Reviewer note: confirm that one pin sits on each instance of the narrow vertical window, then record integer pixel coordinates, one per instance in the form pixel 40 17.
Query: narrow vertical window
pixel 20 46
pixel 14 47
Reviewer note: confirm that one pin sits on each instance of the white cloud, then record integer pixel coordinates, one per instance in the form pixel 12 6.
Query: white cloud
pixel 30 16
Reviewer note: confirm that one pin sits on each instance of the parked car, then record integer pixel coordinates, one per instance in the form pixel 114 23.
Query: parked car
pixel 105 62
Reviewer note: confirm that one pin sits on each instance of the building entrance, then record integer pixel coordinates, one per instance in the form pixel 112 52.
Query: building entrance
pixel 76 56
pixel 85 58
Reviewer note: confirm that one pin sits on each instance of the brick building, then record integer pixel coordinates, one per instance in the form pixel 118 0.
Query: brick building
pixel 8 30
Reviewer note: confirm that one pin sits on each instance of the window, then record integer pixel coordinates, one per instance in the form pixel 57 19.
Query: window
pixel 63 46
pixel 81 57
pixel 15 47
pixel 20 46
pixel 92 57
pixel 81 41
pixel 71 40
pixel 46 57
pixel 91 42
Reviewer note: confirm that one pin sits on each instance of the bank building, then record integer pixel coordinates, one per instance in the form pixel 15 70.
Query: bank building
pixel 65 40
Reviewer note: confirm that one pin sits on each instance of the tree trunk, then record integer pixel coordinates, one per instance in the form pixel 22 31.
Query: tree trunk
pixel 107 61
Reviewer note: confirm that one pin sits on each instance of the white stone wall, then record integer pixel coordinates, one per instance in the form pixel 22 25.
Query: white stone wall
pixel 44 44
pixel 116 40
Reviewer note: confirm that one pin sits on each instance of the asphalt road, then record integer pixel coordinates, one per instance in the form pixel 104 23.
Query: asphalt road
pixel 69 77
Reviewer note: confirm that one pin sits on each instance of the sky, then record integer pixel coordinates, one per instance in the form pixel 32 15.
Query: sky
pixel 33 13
........
• **What to work on**: Repeat the data above. Change nothing.

• **Result of the exercise**:
Reviewer note: confirm that one pin sits on each instance of the narrow vertical window, then record integer pixel coordinates, one per instance in the form pixel 40 17.
Query: narrow vertical window
pixel 20 46
pixel 14 47
Reviewer note: confirm that one pin sits on each instance of the white cloud, then record integer pixel coordinates, one per instance in the form pixel 12 6.
Query: white cloud
pixel 30 16
Reviewer note: confirm that one pin sits on each instance of the parked car, then record integer pixel coordinates, one per instance in the form pixel 114 23.
Query: parked car
pixel 105 62
Reviewer note: confirm that one pin sits on each instance of the building entrance, then record integer pixel coordinates, one per instance in the form pixel 112 52.
Query: building entrance
pixel 76 56
pixel 85 58
Reviewer note: confirm that one pin sits on each instance of the brick building, then record integer pixel coordinates, one per instance in the form pixel 118 0.
Query: brick building
pixel 8 30
Reviewer note: confirm that one pin sits on each instance of the window, then record integer pixel coordinates, one per instance in the form pixel 57 19.
Query: window
pixel 63 46
pixel 81 57
pixel 15 47
pixel 20 46
pixel 92 57
pixel 81 41
pixel 71 40
pixel 46 57
pixel 91 42
Reviewer note: confirm that one pin sits on each instance of the bank building, then record integer pixel coordinates, one per instance in the form pixel 15 70.
Query: bank building
pixel 65 40
Reviewer note: confirm that one pin sits on each instance of the tree trunk, then record integer pixel coordinates, one per instance in the form pixel 22 31.
Query: tree trunk
pixel 107 61
Reviewer note: confirm that one pin sits on each instance of the white stone wall, then record integer pixel coordinates, one per instance in the form pixel 22 25.
Query: white stone wall
pixel 44 44
pixel 116 40
Reviewer note: confirm that one pin sits on each instance of the asphalt road, then record integer pixel coordinates, one per instance in the form pixel 104 23.
Query: asphalt road
pixel 69 77
Reviewer note: confirm that one pin sits on each instance of the sky, then record integer pixel coordinates, one per instance in the form pixel 32 15.
Query: sky
pixel 33 13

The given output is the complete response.